[Start Records to use]

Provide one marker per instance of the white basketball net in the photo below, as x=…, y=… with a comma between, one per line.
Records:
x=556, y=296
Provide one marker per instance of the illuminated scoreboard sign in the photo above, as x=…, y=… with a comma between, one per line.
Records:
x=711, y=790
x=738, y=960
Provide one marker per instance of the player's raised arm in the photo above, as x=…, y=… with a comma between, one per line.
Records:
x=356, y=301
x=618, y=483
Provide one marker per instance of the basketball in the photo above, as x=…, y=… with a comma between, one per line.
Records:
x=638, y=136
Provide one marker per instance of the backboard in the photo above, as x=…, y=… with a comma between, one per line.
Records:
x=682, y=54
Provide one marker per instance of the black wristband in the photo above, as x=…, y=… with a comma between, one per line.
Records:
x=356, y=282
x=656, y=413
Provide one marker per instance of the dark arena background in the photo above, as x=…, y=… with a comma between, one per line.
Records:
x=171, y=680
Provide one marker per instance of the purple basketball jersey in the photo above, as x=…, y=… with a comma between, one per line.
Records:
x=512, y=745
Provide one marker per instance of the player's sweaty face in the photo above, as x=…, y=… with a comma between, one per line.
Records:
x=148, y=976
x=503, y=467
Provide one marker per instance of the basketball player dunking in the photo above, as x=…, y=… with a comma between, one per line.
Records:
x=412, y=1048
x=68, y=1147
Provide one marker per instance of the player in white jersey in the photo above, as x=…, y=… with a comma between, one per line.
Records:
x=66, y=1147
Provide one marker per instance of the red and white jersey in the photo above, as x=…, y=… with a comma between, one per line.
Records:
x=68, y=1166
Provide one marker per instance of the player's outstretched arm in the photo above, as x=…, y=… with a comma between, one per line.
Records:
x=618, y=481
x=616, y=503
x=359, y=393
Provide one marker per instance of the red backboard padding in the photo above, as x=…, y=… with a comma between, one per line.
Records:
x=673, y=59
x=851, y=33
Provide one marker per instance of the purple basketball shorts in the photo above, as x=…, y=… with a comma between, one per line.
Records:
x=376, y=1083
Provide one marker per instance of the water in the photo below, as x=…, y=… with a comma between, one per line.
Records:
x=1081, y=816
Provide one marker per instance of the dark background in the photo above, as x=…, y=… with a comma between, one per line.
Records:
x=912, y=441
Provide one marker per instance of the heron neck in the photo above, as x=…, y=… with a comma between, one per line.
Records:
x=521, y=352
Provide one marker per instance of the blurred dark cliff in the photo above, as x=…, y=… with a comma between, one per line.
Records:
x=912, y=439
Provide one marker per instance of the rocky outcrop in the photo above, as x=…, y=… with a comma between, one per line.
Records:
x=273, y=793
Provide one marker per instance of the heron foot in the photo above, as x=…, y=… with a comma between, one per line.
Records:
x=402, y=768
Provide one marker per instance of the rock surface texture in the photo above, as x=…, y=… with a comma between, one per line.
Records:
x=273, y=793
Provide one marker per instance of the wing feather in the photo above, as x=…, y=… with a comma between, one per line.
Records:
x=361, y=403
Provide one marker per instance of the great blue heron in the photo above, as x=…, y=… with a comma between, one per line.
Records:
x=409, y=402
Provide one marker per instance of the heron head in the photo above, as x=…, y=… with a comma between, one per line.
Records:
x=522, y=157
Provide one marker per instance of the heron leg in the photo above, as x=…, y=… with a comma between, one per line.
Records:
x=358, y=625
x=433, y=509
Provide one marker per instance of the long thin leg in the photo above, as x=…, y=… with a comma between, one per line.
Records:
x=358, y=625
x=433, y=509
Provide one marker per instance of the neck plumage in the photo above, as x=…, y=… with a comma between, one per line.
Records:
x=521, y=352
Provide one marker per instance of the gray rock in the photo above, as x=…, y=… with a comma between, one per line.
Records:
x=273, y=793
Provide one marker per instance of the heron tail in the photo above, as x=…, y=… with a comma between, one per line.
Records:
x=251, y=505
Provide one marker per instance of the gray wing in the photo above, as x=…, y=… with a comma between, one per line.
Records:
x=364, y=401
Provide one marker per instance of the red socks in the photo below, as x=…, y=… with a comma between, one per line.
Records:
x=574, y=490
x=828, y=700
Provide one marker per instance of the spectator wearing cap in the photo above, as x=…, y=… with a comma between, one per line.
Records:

[End Records to use]

Direction.
Edit the items above by replacing "one per line" with "each on its own line" everywhere it occurs, and leave every other character as it is.

Correct response.
Provide one marker per instance of the white basketball net in the photo below, as x=…, y=… with a comma between, each on its own line.
Records:
x=556, y=296
Provide one marker per instance of the illuminated scoreboard sign in the photo above, as x=…, y=… with a comma between, each on its own line.
Records:
x=711, y=790
x=738, y=960
Provide one marker per instance of the player's raised arm in the photo above, as x=…, y=… with a comma between, each on its own line.
Records:
x=356, y=301
x=618, y=483
Provide one marker per instance of the basketball in the photo above, as x=…, y=… with a comma between, each on its own line.
Records:
x=638, y=136
Provide one marker per instance of the backboard in the photo above, as x=…, y=… with a comma between, each on its own line.
Records:
x=682, y=54
Provide one marker per instance of the black wristband in the photo above, as x=…, y=… with a comma between, each on its own line.
Records:
x=356, y=282
x=656, y=413
Provide one marker per instance of the dark arena background in the photo above, as x=…, y=… with a comma between, each on its own line.
Records:
x=171, y=680
Provide one marker per instance of the purple basketball jersey in the photo above, as x=…, y=… with a comma between, each on its own line.
Records:
x=512, y=745
Provide one marker per instance of the player's sweaty face in the photo above, as x=…, y=… with a comma between, each on its own line.
Records:
x=148, y=976
x=503, y=467
Provide one marker per instance of the basketball player dunking in the photo above, as x=…, y=… with a comma between, each on its own line.
Records:
x=412, y=1048
x=68, y=1147
Provide one marker per instance of the player in white jersey in the photo above, as x=…, y=… with a comma between, each on its own line.
Records:
x=66, y=1147
Provide one marker per instance of the red and white jersey in the photo above, as x=…, y=… with a comma between, each on its own line.
Records:
x=68, y=1166
Provide one marker per instance of the player's outstretched arm in the photo above, as x=…, y=… with a comma between, each on its own line.
Records:
x=618, y=481
x=616, y=503
x=359, y=393
Provide one marker per instance of the red backboard padding in the photo above, as x=…, y=… with a comma between, each on its own line.
Records:
x=673, y=59
x=851, y=33
Provide one marker per instance of the purple basketball shorts in the photo above, as x=…, y=… with a comma between, each on its own line.
Records:
x=376, y=1083
Provide one marker per instance of the water in the photo below, as x=…, y=… with a comma between, each on its own line.
Records:
x=1081, y=816
Provide one marker per instance of the dark background in the photo above, as x=…, y=… with a comma between, each on its own line.
Records:
x=912, y=441
Provide one marker per instance of the heron neck in the photo above, as x=…, y=… with a comma between, each on its own line.
Records:
x=521, y=352
Provide one marker per instance of the blurred dark cliff in the photo above, as x=…, y=… with a comma between, each on its own line.
Records:
x=912, y=439
Provide one marker per instance of the rocky outcrop in the photo above, as x=…, y=… with a comma between, each on its own line.
Records:
x=273, y=793
Provide one marker per instance of the heron foot in the photo above, as x=…, y=… with a comma between, each on its own line.
Records:
x=402, y=768
Provide one marker per instance of the rock surface texture in the photo above, as x=…, y=… with a comma between, each on its own line.
Records:
x=273, y=793
Provide one marker per instance of the wing feather in the photo above, as x=…, y=… with a comma between, each on its own line.
Records:
x=361, y=403
Provide one marker per instance of the great blue heron in the photo above, as x=…, y=… with a comma between, each on its own line.
Records:
x=409, y=402
Provide one marker per instance of the heron head in the photo above, as x=…, y=… with a comma between, each on its own line.
Records:
x=522, y=157
Provide one marker per instance of the heron leg in the photo above, as x=…, y=… with a comma between, each on its own line.
Records:
x=358, y=625
x=433, y=509
Provide one marker per instance of the long thin leg in the photo above, as x=…, y=… with a comma between, each on its own line.
Records:
x=358, y=625
x=433, y=509
Provide one marker per instance of the neck plumage in the photo above, as x=…, y=… with a comma between, each on its own line.
Records:
x=521, y=352
Provide one marker per instance of the gray rock in the photo above, as x=…, y=… with a comma between, each on its own line.
Records:
x=273, y=793
Provide one marker per instance of the heron tail in the photo above, as x=…, y=… with a comma between, each on its own line.
Records:
x=251, y=505
Provide one marker per instance of the gray wing in the photo above, as x=…, y=… with a comma between, each on its own line.
Records:
x=364, y=401
Provide one marker per instance of the red socks in the photo below, as x=…, y=… with a comma between, each on its own line.
Records:
x=574, y=490
x=828, y=700
Provide one marker per instance of the spectator wearing cap in the photo above, as x=…, y=… with a comma between, each on its own line.
Records:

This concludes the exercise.